## Passage
· · · · ·

Research focusing on the viewing opportunity is helpful if it can determine the average number of exposures per screen, from which the CPM can be calculated. The quality of the venue’s demographics and viewing opportunities will also play a role in determining rates.
It is important to avoid making rates too complex, especially early on in the launch phase. The sales cycle should represent the norm for other media, which is four weeks for OOH ads in North America. For the retail sector, promotional cycles are often shorter, so the selling cycle should be shorter too.
The temptation to promote the maximum flexibility of the network should also be resisted. One example would be trying to sell specific dayparts or time frames, e.g. to a restaurant that only wants to buy time in the morning hours to promote breakfast items. This limits reach, leaves the remainder of the day to be sold to other advertisers and makes both the sales and inventory management processes much more challenging.
Support materials—including both print and video materials in a marketing kit—need to reflect the vision of the DOOH network. As the network gains traction, information about advertisers’ successes and their own testimonials, along with measured results, will help generate interest from more potential customers.

· · · · ·

## Given task
Copy the passage on selling digital out-of-home advertising from "It is important" up to and including "be shorter too.".

· · · · ·

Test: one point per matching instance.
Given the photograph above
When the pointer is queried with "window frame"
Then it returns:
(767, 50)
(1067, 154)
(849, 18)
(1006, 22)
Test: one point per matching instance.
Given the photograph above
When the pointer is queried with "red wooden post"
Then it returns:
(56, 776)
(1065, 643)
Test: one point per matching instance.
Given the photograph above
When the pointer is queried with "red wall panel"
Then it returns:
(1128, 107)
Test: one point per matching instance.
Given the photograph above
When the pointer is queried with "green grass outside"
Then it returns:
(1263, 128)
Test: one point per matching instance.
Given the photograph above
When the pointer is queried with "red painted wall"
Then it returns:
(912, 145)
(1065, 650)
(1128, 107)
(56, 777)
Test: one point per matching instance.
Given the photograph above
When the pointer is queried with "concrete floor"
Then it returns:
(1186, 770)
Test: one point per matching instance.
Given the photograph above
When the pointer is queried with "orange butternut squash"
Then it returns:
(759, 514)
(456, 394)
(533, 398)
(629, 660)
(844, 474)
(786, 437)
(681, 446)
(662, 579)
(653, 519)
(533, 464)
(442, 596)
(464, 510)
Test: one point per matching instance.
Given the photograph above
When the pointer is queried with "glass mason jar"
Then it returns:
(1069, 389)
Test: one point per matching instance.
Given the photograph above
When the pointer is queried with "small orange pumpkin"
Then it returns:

· · · · ·

## Result of this exercise
It is important to avoid making rates too complex, especially early on in the launch phase. The sales cycle should represent the norm for other media, which is four weeks for OOH ads in North America. For the retail sector, promotional cycles are often shorter, so the selling cycle should be shorter too.